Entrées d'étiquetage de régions
---
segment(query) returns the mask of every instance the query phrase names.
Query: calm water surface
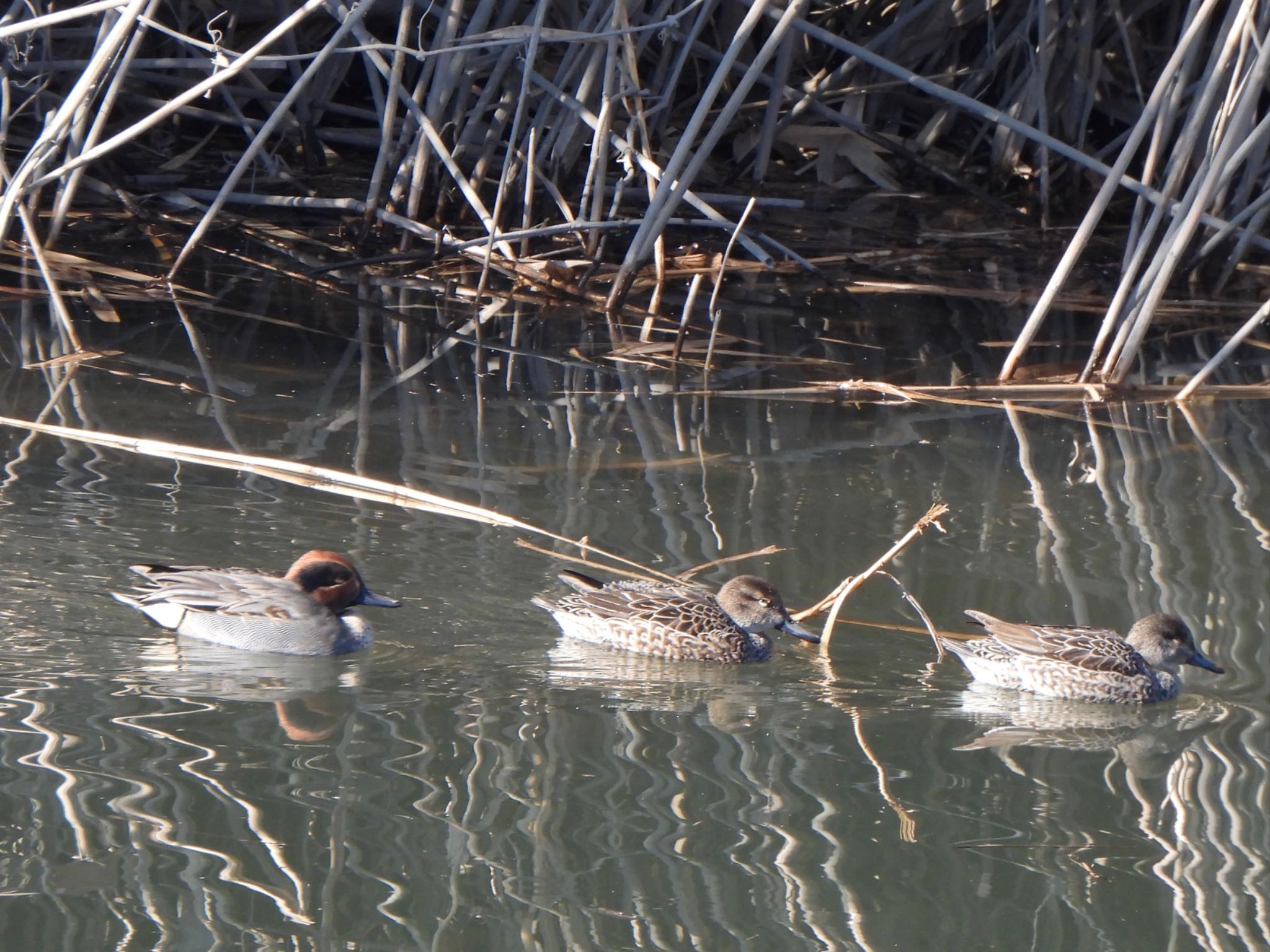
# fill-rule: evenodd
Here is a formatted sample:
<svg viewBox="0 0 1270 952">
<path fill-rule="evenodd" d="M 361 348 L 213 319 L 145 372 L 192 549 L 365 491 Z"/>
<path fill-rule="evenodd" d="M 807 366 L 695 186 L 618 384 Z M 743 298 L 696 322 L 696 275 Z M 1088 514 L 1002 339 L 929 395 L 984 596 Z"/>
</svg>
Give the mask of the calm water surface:
<svg viewBox="0 0 1270 952">
<path fill-rule="evenodd" d="M 405 482 L 665 571 L 780 546 L 739 567 L 794 607 L 941 500 L 947 533 L 890 566 L 940 627 L 1163 608 L 1228 673 L 1144 710 L 1063 704 L 856 623 L 824 656 L 657 663 L 561 642 L 530 604 L 560 564 L 517 533 L 5 429 L 0 947 L 1266 947 L 1264 404 L 799 402 L 745 391 L 803 369 L 737 355 L 705 400 L 568 315 L 516 316 L 551 360 L 479 362 L 357 312 L 187 317 L 86 329 L 123 353 L 70 373 L 50 419 Z M 19 369 L 61 353 L 47 312 L 6 324 L 6 413 L 33 419 L 69 368 Z M 763 326 L 732 349 L 761 353 Z M 848 336 L 782 349 L 847 377 L 876 359 Z M 988 359 L 952 340 L 931 362 L 961 358 Z M 107 594 L 136 561 L 282 570 L 310 547 L 404 602 L 363 609 L 370 651 L 220 650 Z M 886 579 L 845 614 L 921 625 Z"/>
</svg>

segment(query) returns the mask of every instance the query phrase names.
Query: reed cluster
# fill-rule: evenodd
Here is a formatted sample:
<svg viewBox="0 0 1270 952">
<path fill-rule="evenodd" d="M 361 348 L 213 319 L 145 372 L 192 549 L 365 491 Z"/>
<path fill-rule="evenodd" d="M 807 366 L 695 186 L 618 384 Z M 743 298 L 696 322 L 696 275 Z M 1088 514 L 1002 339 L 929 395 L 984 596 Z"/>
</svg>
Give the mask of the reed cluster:
<svg viewBox="0 0 1270 952">
<path fill-rule="evenodd" d="M 1219 292 L 1270 248 L 1267 20 L 1259 0 L 13 4 L 0 237 L 56 292 L 44 251 L 84 215 L 180 222 L 168 279 L 244 209 L 338 216 L 337 264 L 448 249 L 481 288 L 610 310 L 648 288 L 657 314 L 672 240 L 814 270 L 843 197 L 955 190 L 1038 227 L 1087 209 L 1002 380 L 1095 230 L 1128 223 L 1081 377 L 1115 383 L 1170 287 Z"/>
</svg>

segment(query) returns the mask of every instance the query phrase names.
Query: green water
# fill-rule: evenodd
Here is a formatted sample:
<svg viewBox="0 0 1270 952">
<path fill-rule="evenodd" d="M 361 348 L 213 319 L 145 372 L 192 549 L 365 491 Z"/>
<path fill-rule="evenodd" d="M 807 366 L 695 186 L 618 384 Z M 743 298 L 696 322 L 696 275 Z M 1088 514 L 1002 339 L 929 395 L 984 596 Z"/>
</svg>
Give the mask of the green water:
<svg viewBox="0 0 1270 952">
<path fill-rule="evenodd" d="M 563 642 L 530 604 L 560 565 L 519 533 L 0 430 L 0 947 L 1265 947 L 1264 404 L 798 402 L 745 395 L 805 376 L 761 357 L 705 399 L 597 358 L 569 315 L 523 315 L 551 360 L 354 312 L 190 320 L 94 326 L 124 353 L 51 419 L 405 482 L 665 571 L 775 545 L 702 578 L 757 572 L 792 607 L 940 500 L 946 534 L 890 566 L 940 627 L 1166 609 L 1227 674 L 1147 710 L 1046 703 L 852 623 L 827 655 L 649 661 Z M 8 324 L 0 386 L 30 419 L 66 369 L 19 369 L 56 355 L 47 315 Z M 762 352 L 765 326 L 735 330 Z M 847 360 L 818 339 L 846 333 L 777 343 Z M 311 547 L 403 600 L 363 609 L 370 651 L 213 649 L 107 594 L 136 561 Z M 886 579 L 845 616 L 921 627 Z"/>
</svg>

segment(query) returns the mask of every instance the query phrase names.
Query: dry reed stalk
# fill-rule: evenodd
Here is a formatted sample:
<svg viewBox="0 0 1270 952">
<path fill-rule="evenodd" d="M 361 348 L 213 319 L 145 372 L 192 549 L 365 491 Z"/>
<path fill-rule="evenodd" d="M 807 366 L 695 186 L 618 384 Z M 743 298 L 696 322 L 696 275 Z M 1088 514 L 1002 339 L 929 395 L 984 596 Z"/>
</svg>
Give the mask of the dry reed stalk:
<svg viewBox="0 0 1270 952">
<path fill-rule="evenodd" d="M 886 562 L 899 555 L 899 552 L 903 551 L 909 542 L 921 536 L 928 527 L 933 526 L 940 532 L 944 532 L 945 529 L 940 526 L 939 519 L 947 512 L 949 508 L 946 505 L 942 503 L 935 503 L 926 510 L 926 514 L 921 519 L 913 523 L 913 528 L 906 532 L 876 562 L 865 569 L 865 571 L 860 575 L 847 576 L 843 579 L 838 586 L 833 589 L 833 592 L 810 608 L 804 608 L 801 612 L 794 613 L 794 621 L 800 622 L 804 618 L 809 618 L 817 612 L 823 611 L 827 605 L 829 607 L 829 614 L 824 619 L 824 627 L 820 630 L 820 654 L 828 654 L 829 641 L 833 638 L 833 625 L 838 618 L 838 612 L 842 611 L 842 605 L 851 593 L 867 581 L 870 576 L 880 571 Z"/>
<path fill-rule="evenodd" d="M 1220 18 L 1215 0 L 1190 9 L 1177 0 L 1163 8 L 1158 0 L 1123 0 L 1105 9 L 1038 0 L 984 10 L 936 0 L 907 6 L 884 0 L 585 0 L 568 13 L 545 0 L 446 0 L 403 4 L 389 17 L 367 6 L 307 0 L 276 24 L 253 24 L 255 34 L 234 24 L 207 42 L 194 36 L 207 24 L 185 0 L 85 4 L 48 17 L 14 5 L 0 37 L 20 39 L 33 53 L 14 60 L 20 91 L 4 77 L 6 142 L 10 154 L 25 151 L 0 201 L 0 235 L 10 231 L 17 202 L 56 182 L 53 215 L 39 222 L 47 249 L 65 231 L 102 159 L 152 149 L 142 136 L 185 117 L 240 129 L 249 145 L 232 162 L 234 173 L 210 189 L 220 198 L 188 236 L 178 267 L 213 222 L 225 221 L 225 202 L 241 201 L 234 180 L 249 166 L 267 173 L 257 187 L 262 193 L 301 193 L 268 198 L 318 198 L 304 194 L 315 189 L 288 169 L 284 152 L 274 154 L 283 140 L 298 136 L 306 164 L 328 147 L 343 149 L 340 159 L 353 152 L 367 159 L 366 175 L 351 178 L 366 179 L 359 213 L 386 241 L 405 248 L 418 236 L 460 244 L 446 227 L 469 228 L 461 239 L 479 234 L 480 244 L 469 246 L 485 269 L 478 294 L 495 275 L 513 281 L 533 255 L 556 250 L 552 232 L 531 228 L 535 193 L 559 209 L 545 228 L 574 226 L 594 265 L 620 244 L 621 230 L 634 228 L 616 274 L 596 278 L 611 281 L 606 300 L 612 306 L 653 259 L 649 311 L 657 312 L 668 279 L 667 230 L 681 217 L 695 223 L 691 216 L 701 215 L 709 227 L 735 231 L 718 207 L 745 197 L 704 197 L 707 188 L 728 189 L 729 147 L 765 185 L 768 176 L 784 185 L 803 169 L 827 166 L 827 142 L 866 142 L 890 155 L 872 151 L 871 170 L 862 154 L 848 165 L 880 188 L 894 188 L 899 175 L 890 166 L 906 162 L 906 179 L 951 175 L 958 188 L 974 193 L 978 187 L 955 175 L 946 157 L 959 155 L 968 166 L 991 165 L 1005 176 L 1034 175 L 1039 192 L 1031 201 L 1043 218 L 1077 194 L 1088 170 L 1104 176 L 1086 216 L 1090 230 L 1116 189 L 1139 197 L 1123 281 L 1113 306 L 1104 308 L 1086 373 L 1101 366 L 1110 381 L 1125 380 L 1161 314 L 1165 288 L 1184 269 L 1222 254 L 1209 268 L 1220 287 L 1246 254 L 1270 248 L 1260 234 L 1270 218 L 1262 198 L 1270 118 L 1259 93 L 1267 75 L 1266 18 L 1253 0 L 1228 5 Z M 98 27 L 97 36 L 80 39 L 84 27 Z M 380 42 L 381 29 L 392 42 Z M 344 34 L 357 46 L 342 41 Z M 345 83 L 358 67 L 370 76 L 371 108 L 363 88 Z M 290 86 L 283 88 L 278 80 L 287 80 L 287 71 Z M 753 95 L 756 84 L 770 90 L 766 102 Z M 163 85 L 178 88 L 168 102 L 150 95 Z M 221 99 L 194 102 L 208 93 Z M 124 105 L 149 113 L 121 119 Z M 48 123 L 41 123 L 43 116 Z M 812 121 L 832 123 L 834 136 L 791 137 L 814 132 L 806 126 Z M 108 136 L 107 122 L 122 124 L 121 131 Z M 165 164 L 170 171 L 203 161 L 211 136 L 194 140 Z M 532 160 L 531 142 L 540 143 Z M 941 149 L 945 156 L 936 156 Z M 1113 150 L 1119 156 L 1107 166 L 1101 156 Z M 658 156 L 667 154 L 662 169 Z M 1142 182 L 1125 174 L 1139 157 Z M 681 202 L 696 212 L 685 215 Z M 636 204 L 643 207 L 632 213 Z M 319 202 L 292 207 L 323 209 Z M 503 230 L 508 215 L 519 220 L 514 246 Z M 370 237 L 362 230 L 358 241 Z M 1078 232 L 1071 242 L 1002 378 L 1012 376 L 1035 339 L 1087 237 Z M 762 267 L 775 258 L 812 264 L 801 249 L 770 237 L 739 240 Z M 582 288 L 592 279 L 582 273 L 573 281 Z"/>
<path fill-rule="evenodd" d="M 434 493 L 403 486 L 384 480 L 376 480 L 343 470 L 331 470 L 325 466 L 309 466 L 291 459 L 274 459 L 263 456 L 248 456 L 244 453 L 229 453 L 221 449 L 207 449 L 204 447 L 192 447 L 182 443 L 168 443 L 159 439 L 145 439 L 140 437 L 126 437 L 104 430 L 84 430 L 74 426 L 56 426 L 33 420 L 19 420 L 11 416 L 0 416 L 0 425 L 15 429 L 44 433 L 58 439 L 70 439 L 77 443 L 86 443 L 94 447 L 112 447 L 140 456 L 152 456 L 161 459 L 173 459 L 199 466 L 212 466 L 221 470 L 234 470 L 237 472 L 251 472 L 258 476 L 267 476 L 288 482 L 293 486 L 307 486 L 321 493 L 333 493 L 348 499 L 364 499 L 381 505 L 395 505 L 403 509 L 420 509 L 437 515 L 447 515 L 453 519 L 485 523 L 486 526 L 499 526 L 503 528 L 528 532 L 535 536 L 550 538 L 566 546 L 574 546 L 585 552 L 601 555 L 618 565 L 630 566 L 639 571 L 654 571 L 644 569 L 638 562 L 632 562 L 621 556 L 606 552 L 598 546 L 589 545 L 585 539 L 572 539 L 564 536 L 538 528 L 521 519 L 513 519 L 493 509 L 486 509 L 469 503 L 460 503 L 453 499 L 438 496 Z M 657 572 L 654 572 L 657 574 Z M 671 579 L 672 576 L 662 576 Z"/>
<path fill-rule="evenodd" d="M 1142 116 L 1134 123 L 1133 129 L 1129 133 L 1128 141 L 1120 149 L 1120 155 L 1116 159 L 1115 165 L 1107 170 L 1107 175 L 1102 180 L 1102 185 L 1099 188 L 1097 195 L 1093 197 L 1093 202 L 1085 213 L 1085 218 L 1081 221 L 1080 227 L 1068 242 L 1067 250 L 1063 253 L 1063 258 L 1054 268 L 1049 283 L 1045 286 L 1040 298 L 1036 301 L 1031 314 L 1027 316 L 1027 321 L 1024 324 L 1022 330 L 1019 331 L 1017 343 L 1010 350 L 1010 354 L 1006 357 L 1005 364 L 1002 364 L 1001 368 L 1001 376 L 998 380 L 1002 383 L 1013 376 L 1019 360 L 1022 358 L 1024 352 L 1031 345 L 1036 331 L 1040 329 L 1045 316 L 1049 314 L 1049 308 L 1054 303 L 1054 297 L 1062 289 L 1068 277 L 1071 277 L 1072 269 L 1076 267 L 1076 261 L 1080 259 L 1085 248 L 1088 245 L 1090 239 L 1093 236 L 1093 230 L 1097 227 L 1099 222 L 1102 220 L 1102 215 L 1111 204 L 1113 195 L 1116 189 L 1124 184 L 1129 164 L 1133 161 L 1138 152 L 1138 147 L 1142 145 L 1142 141 L 1147 137 L 1147 132 L 1154 123 L 1156 114 L 1163 104 L 1165 96 L 1173 88 L 1179 65 L 1190 52 L 1193 44 L 1198 42 L 1201 32 L 1208 27 L 1208 18 L 1215 6 L 1217 0 L 1204 0 L 1199 9 L 1195 10 L 1195 14 L 1190 18 L 1190 22 L 1186 24 L 1186 29 L 1177 41 L 1177 46 L 1173 50 L 1172 56 L 1170 56 L 1163 70 L 1161 70 L 1160 81 L 1152 90 L 1151 99 L 1147 100 L 1147 104 L 1142 110 Z M 1097 344 L 1095 344 L 1095 348 L 1097 348 Z"/>
</svg>

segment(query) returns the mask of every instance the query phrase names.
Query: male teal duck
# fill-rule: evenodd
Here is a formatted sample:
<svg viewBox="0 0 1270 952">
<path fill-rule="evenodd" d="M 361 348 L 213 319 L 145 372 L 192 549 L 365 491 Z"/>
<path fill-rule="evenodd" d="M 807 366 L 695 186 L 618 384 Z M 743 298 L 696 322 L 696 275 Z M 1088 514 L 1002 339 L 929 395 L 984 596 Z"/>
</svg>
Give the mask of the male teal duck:
<svg viewBox="0 0 1270 952">
<path fill-rule="evenodd" d="M 763 661 L 781 628 L 795 637 L 820 638 L 798 625 L 776 588 L 754 575 L 738 575 L 714 595 L 690 583 L 610 581 L 582 572 L 559 575 L 574 592 L 550 599 L 535 595 L 566 637 L 620 647 L 672 661 Z"/>
<path fill-rule="evenodd" d="M 131 565 L 147 586 L 112 592 L 156 625 L 202 641 L 286 655 L 343 655 L 371 644 L 351 605 L 398 608 L 338 552 L 305 552 L 286 575 L 203 565 Z"/>
<path fill-rule="evenodd" d="M 1030 691 L 1069 701 L 1146 704 L 1181 691 L 1179 666 L 1224 671 L 1195 646 L 1181 618 L 1148 614 L 1126 637 L 1105 628 L 1003 622 L 966 611 L 988 630 L 970 641 L 940 638 L 970 675 L 998 688 Z"/>
</svg>

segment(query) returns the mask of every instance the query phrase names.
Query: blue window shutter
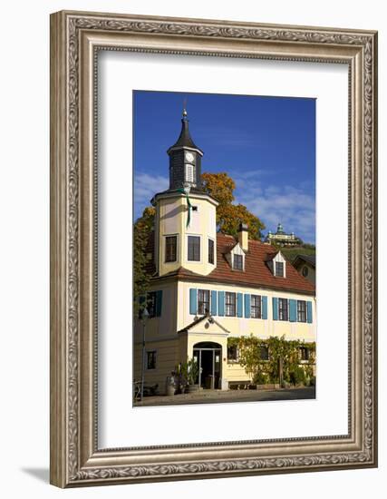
---
Comptez les lignes des enregistrements ci-dessus qui contiennent la chaîne « calm », puis indiquez seulement ce nombre.

Corrigé:
2